Task goal -
Repeat each of the records below word for word, leaving out the pictures.

Dataset content -
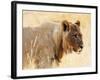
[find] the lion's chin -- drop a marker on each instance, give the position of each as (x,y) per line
(77,50)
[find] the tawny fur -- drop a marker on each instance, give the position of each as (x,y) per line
(47,43)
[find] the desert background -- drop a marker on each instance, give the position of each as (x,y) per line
(34,18)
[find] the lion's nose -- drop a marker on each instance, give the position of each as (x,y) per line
(81,46)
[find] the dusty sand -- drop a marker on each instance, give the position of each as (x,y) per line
(32,18)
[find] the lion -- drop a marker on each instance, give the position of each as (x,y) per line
(48,42)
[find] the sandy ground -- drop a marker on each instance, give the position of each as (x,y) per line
(32,18)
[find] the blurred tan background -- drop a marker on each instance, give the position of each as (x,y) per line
(33,18)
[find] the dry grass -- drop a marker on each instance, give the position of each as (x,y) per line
(32,18)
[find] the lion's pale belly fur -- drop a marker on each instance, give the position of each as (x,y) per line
(42,43)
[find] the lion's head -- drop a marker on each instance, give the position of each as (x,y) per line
(72,36)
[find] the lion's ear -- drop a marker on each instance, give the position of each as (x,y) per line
(77,22)
(65,25)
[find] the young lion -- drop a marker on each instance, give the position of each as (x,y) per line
(48,41)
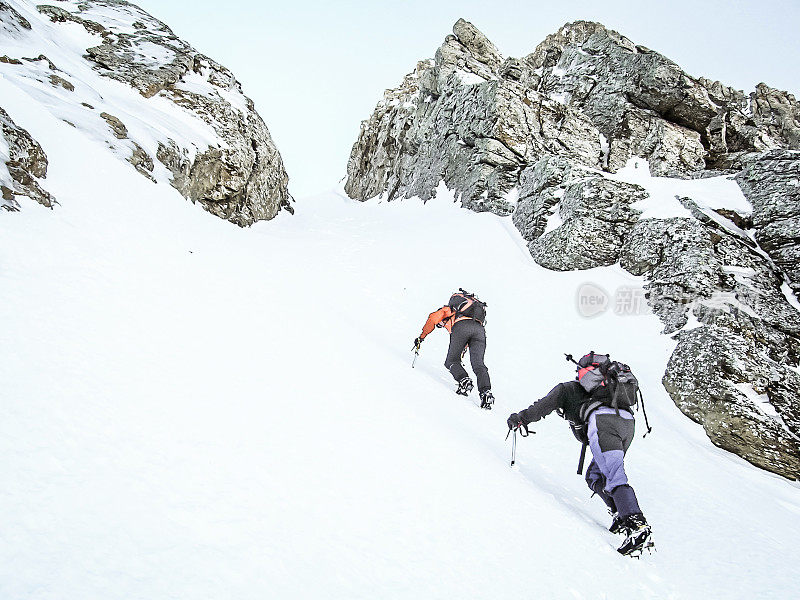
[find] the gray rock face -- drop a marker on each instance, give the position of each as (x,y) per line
(216,147)
(457,120)
(771,183)
(476,121)
(731,387)
(597,216)
(553,126)
(22,165)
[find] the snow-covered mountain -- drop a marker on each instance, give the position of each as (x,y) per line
(546,139)
(196,410)
(123,78)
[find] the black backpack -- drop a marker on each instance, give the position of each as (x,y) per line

Task result -
[find] the lion's chin -- drop a marker on each instance, give the position of each as (x,y) per line
(77,50)
[find] the tawny fur -- drop a marker on each instance, give the position of each as (x,y) per line
(47,43)
[find] the desert background -- drop a marker on each instance, give the position of each as (x,y) per line
(34,18)
[find] the lion's nose -- drop a marker on each instance, give the position of each as (x,y) per line
(81,46)
[find] the dusty sand -- drop a marker on each instance, give the position of each as (x,y) per line
(32,18)
[find] the lion -- drop a marker on each instance, give the position of each as (x,y) per line
(48,42)
[find] the sandy ground -- drop a marker on each instance, give the position of each as (x,y) per line
(32,18)
[find] the blurred tan background -- drop a marker on each instance, give the position of each as (x,y) per line
(33,18)
[find] the dry grass -- drop a marker on each instance, give the position of each as (x,y) per line
(32,18)
[find] the lion's pale belly fur -- drop a marker on each instance, give the position of each as (x,y) per line
(42,43)
[find] the lion's head -- drop a marker on each instance, give the position of each as (x,y) per line
(72,36)
[find] the lion's ear -- drop a marker on each instance, give the position of each as (x,y) per line
(77,22)
(65,25)
[find] the young lion -- drop a marker on each instance, give the position of each as (x,y) per line
(48,41)
[find] the gray rock face -- drop a marker on each instance, give the position of each as (x,y) per line
(216,147)
(457,120)
(771,183)
(476,121)
(731,387)
(597,216)
(553,126)
(22,165)
[find] the snow-covered mountain -- drop a marker on each instance, give the position of each as (x,y) per line
(546,139)
(196,410)
(123,78)
[find] the black backpack -- drop a marker on each instance, give the position of each as (x,y) per line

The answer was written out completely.